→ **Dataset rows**
------------
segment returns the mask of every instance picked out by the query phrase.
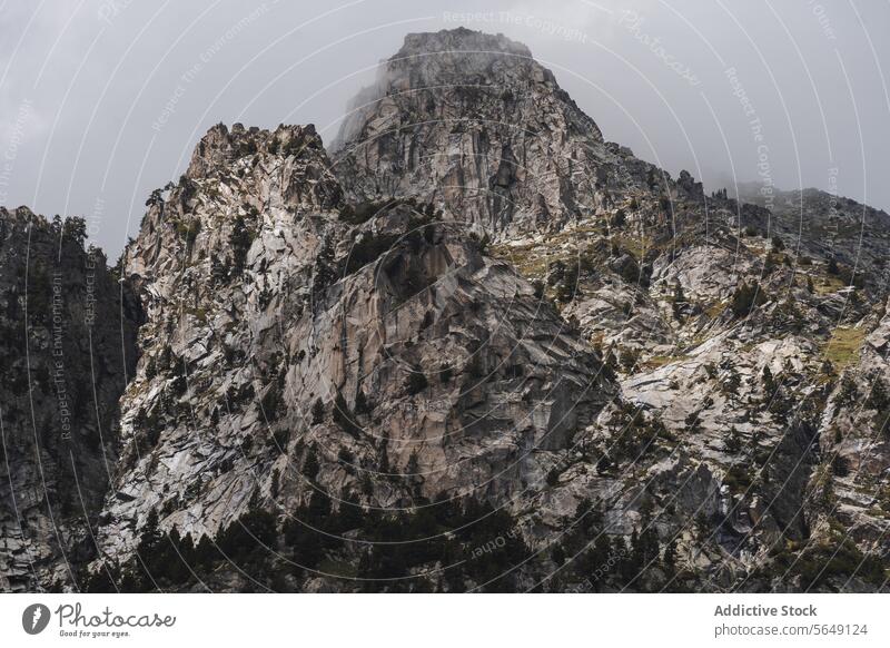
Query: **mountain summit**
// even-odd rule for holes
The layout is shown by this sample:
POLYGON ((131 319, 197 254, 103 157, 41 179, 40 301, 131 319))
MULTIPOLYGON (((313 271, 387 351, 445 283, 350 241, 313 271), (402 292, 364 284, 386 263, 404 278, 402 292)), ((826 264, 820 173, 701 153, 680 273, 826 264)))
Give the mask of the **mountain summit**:
POLYGON ((52 392, 19 344, 51 353, 52 294, 23 281, 52 236, 68 266, 88 251, 34 218, 29 269, 26 213, 0 212, 8 331, 37 291, 3 348, 0 587, 881 589, 888 242, 853 204, 801 202, 814 229, 787 207, 604 141, 503 36, 409 35, 334 154, 312 125, 218 125, 151 194, 101 274, 89 498, 59 533, 28 456, 59 464, 48 511, 70 507, 68 456, 32 441, 31 390, 49 429, 52 392), (139 327, 135 371, 111 324, 139 327))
------------
→ **Task to complete**
Rewrite every line of the data above as a Markdown table with the columns Row and Line, giving each line its own numbered row. Skip any blank lines and leave the pictures out.

→ **Solution to the problem**
| Row | Line |
|---|---|
| 1 | segment returns the mask of every instance picked out by the query phrase. |
| 2 | Query: **mountain summit** |
| 3 | // even-odd rule for holes |
| 4 | The layout is shown by this sample: |
| 5 | POLYGON ((131 319, 197 254, 103 157, 41 179, 40 301, 131 319)) |
| 6 | MULTIPOLYGON (((313 271, 387 351, 445 283, 350 241, 313 271), (402 292, 364 284, 386 263, 404 278, 402 292)), ((826 264, 820 173, 701 153, 680 273, 826 264))) |
| 7 | Give the mask of the **mountain summit**: |
| 8 | POLYGON ((52 392, 19 344, 51 353, 52 294, 23 281, 52 236, 68 266, 88 251, 34 218, 29 269, 26 213, 0 212, 8 331, 37 291, 3 348, 0 587, 881 589, 888 242, 853 204, 801 202, 814 229, 787 207, 604 141, 503 36, 409 35, 334 154, 312 125, 218 125, 151 194, 101 274, 89 498, 59 533, 28 456, 59 464, 48 511, 70 507, 68 456, 32 441, 31 390, 49 429, 52 392), (139 327, 135 371, 111 324, 139 327)) |